Scott Jagow: Sony showed off its new thin TV today.
It’s only 3 millimeters thick — about the same as a coin. The TV also uses a new organic light-emitting diode. Sony claims this is better than liquid crystal or plasma displays because there’s no need for a back light.

The high-definition TV and DVD technology just keeps coming. But for the most part, people haven’t made a choice between Sony’s Blu-Ray and HD-DVD. Commentator Bill Hammack says he isn’t going to choose either.


Bill Hammack: Dante, in his “Inferno,” reserved a special circle of hell for those who could not decide. Its inhabitants had no hope, living in a terrifying limbo that makes them envy any other fate.

I risk then my technological soul, because I advocate not choosing in the stand-off between high-definition DVD formats.

I know it seems a titanic battle, akin to the High Noon showdown of VHS versus beta in the 1980s. Not in the 21st century: The entertainment world has become “hardware agnostic.” The choice between blu-ray and HD is a false dichotomy.

Will I choose either? No. We no longer live in the entertainment “monoculture” of the 1980s. Instead of a DVD, regardless of its format, I might choose YouTube or my video iPod.

Even the incompatibility of the blu-ray and HD isn’t going to be real for long. Last year, NEC came up with a computer chip that will allow a machine to play either format. Only licensing prevents its use.

But you can bet that if one format begins to fail, the other will push for dual machines to be licensed. And in a snap, the format wars will be over. Now, watch for this notion of “hardware agnostic” to revolutionize other technologies.

· · · · ·

| AIM 1 |
Count the lines in the entries below that contain the word "reflection", treating uppercase and lowercase as different, and give only the number.

· · · · ·

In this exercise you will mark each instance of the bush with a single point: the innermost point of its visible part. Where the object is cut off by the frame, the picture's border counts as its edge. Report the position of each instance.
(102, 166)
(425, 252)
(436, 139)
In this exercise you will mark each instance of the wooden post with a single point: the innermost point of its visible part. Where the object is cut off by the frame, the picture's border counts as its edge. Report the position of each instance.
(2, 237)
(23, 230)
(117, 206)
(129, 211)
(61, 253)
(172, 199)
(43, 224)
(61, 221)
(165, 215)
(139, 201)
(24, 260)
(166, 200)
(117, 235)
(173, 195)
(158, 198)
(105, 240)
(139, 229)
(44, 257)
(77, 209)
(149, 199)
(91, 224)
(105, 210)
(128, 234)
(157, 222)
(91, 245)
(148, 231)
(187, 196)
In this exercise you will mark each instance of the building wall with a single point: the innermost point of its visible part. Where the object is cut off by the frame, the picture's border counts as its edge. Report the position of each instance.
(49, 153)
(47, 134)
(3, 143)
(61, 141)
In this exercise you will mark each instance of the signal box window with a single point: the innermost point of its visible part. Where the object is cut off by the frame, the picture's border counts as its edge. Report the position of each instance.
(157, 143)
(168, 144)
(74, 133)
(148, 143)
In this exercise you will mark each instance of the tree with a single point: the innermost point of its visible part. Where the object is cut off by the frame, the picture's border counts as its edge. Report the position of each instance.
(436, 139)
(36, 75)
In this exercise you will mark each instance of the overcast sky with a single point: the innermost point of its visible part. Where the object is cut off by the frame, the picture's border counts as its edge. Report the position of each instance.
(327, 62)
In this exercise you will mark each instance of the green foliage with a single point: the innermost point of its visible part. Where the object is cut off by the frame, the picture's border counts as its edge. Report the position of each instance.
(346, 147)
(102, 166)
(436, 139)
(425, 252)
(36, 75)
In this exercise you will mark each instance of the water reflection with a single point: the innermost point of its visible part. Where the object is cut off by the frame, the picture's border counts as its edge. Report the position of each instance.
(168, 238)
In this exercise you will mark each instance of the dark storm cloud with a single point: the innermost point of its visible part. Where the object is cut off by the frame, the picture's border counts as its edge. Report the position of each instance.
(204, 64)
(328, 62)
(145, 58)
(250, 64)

· · · · ·

| AIM 2 |
Return the passage from the commentary on high-definition DVD formats above, starting with "Scott Jagow: Sony" and going on through "any other fate.".

| TASK ANSWER 1 |
1

| TASK ANSWER 2 |
Scott Jagow: Sony showed off its new thin TV today.
It’s only 3 millimeters thick — about the same as a coin. The TV also uses a new organic light-emitting diode. Sony claims this is better than liquid crystal or plasma displays because there’s no need for a back light.

The high-definition TV and DVD technology just keeps coming. But for the most part, people haven’t made a choice between Sony’s Blu-Ray and HD-DVD. Commentator Bill Hammack says he isn’t going to choose either.


Bill Hammack: Dante, in his “Inferno,” reserved a special circle of hell for those who could not decide. Its inhabitants had no hope, living in a terrifying limbo that makes them envy any other fate.